Headlines Change. The Plan Holds.
February is often when the “new year energy” meets real life. Goals get tested, routines settle in, and the world gets noisy again—markets included. Over the last few months, investors have been navigating a meaningful shift in expectations: interest rates are no longer falling quickly, equity leadership has been rotating, and some of the most volatile assets—crypto and precious metals—have experienced sharp pullbacks.
At Strategic Income Group, we don’t view volatility as a reason to abandon the plan. We view it as a reminder of why the plan exists.
The Fed: Rates on Hold, and Leadership in Transition (Not Yet Final)
The Federal Reserve held the target range for the federal funds rate at 3.50%–3.75% at its January 28 meeting, signaling “careful” assessment of incoming data and the balance of risks.¹
At the same time, there has been significant attention on Fed leadership. President Trump has nominated Kevin Warsh to be the next Fed Chair, but that nomination requires Senate confirmation, and the current Chair remains in place until the transition occurs.² In other words: leadership change is a developing process, not a completed event—so markets are left interpreting potential outcomes rather than reacting to finalized policy shifts.

====

Jobs:
• A. In the market update, what range did the Federal Reserve keep the federal funds rate at during its January 28 meeting?
• B. For each statement, say whether it agrees with the market update, and quote the words from the market update that decide it. (i) The Federal Reserve left its target range unchanged at the January 28 meeting. (ii) The Senate has already confirmed Kevin Warsh as the next Fed Chair. (iii) Crypto and precious metals have had sharp pullbacks.
• C. Repeat the market update word for word, between "Headlines Change. The" and "experienced sharp pullbacks.", inclusive.

====

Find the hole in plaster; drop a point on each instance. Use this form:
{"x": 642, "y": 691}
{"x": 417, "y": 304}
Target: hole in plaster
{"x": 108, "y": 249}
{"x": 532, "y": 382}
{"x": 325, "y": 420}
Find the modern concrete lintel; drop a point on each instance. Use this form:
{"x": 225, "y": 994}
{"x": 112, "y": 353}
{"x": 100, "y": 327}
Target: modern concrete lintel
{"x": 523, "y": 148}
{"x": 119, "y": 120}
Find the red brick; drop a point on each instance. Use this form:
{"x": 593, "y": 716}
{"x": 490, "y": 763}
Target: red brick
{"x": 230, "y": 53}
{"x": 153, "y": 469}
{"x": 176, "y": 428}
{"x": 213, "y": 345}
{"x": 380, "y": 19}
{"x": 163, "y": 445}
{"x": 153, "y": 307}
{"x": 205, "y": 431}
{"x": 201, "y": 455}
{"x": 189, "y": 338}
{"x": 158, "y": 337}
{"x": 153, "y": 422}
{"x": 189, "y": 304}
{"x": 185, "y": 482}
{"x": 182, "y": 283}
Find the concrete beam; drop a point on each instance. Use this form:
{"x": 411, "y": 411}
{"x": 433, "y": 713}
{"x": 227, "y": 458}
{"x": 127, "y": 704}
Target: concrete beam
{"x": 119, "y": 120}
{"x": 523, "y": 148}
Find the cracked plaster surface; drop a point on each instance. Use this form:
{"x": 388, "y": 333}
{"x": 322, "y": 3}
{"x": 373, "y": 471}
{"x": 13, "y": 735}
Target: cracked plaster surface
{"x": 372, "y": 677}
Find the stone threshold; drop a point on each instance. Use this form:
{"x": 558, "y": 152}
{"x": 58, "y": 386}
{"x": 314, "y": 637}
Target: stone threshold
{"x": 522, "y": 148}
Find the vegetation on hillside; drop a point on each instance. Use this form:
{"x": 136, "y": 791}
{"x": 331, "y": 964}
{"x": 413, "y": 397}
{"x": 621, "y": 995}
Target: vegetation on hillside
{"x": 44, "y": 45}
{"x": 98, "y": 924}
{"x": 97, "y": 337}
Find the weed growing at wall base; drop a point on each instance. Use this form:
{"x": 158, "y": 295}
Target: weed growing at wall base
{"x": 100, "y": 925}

====

Response list:
• A. 3.50%–3.75%

• B.
(i) Yes: "held the target range for the federal funds rate at 3.50%–3.75% at its January 28 meeting"
(ii) No: "that nomination requires Senate confirmation, and the current Chair remains in place until the transition occurs"
(iii) Yes: "some of the most volatile assets—crypto and precious metals—have experienced sharp pullbacks"

• C.
Headlines Change. The Plan Holds.
February is often when the “new year energy” meets real life. Goals get tested, routines settle in, and the world gets noisy again—markets included. Over the last few months, investors have been navigating a meaningful shift in expectations: interest rates are no longer falling quickly, equity leadership has been rotating, and some of the most volatile assets—crypto and precious metals—have experienced sharp pullbacks.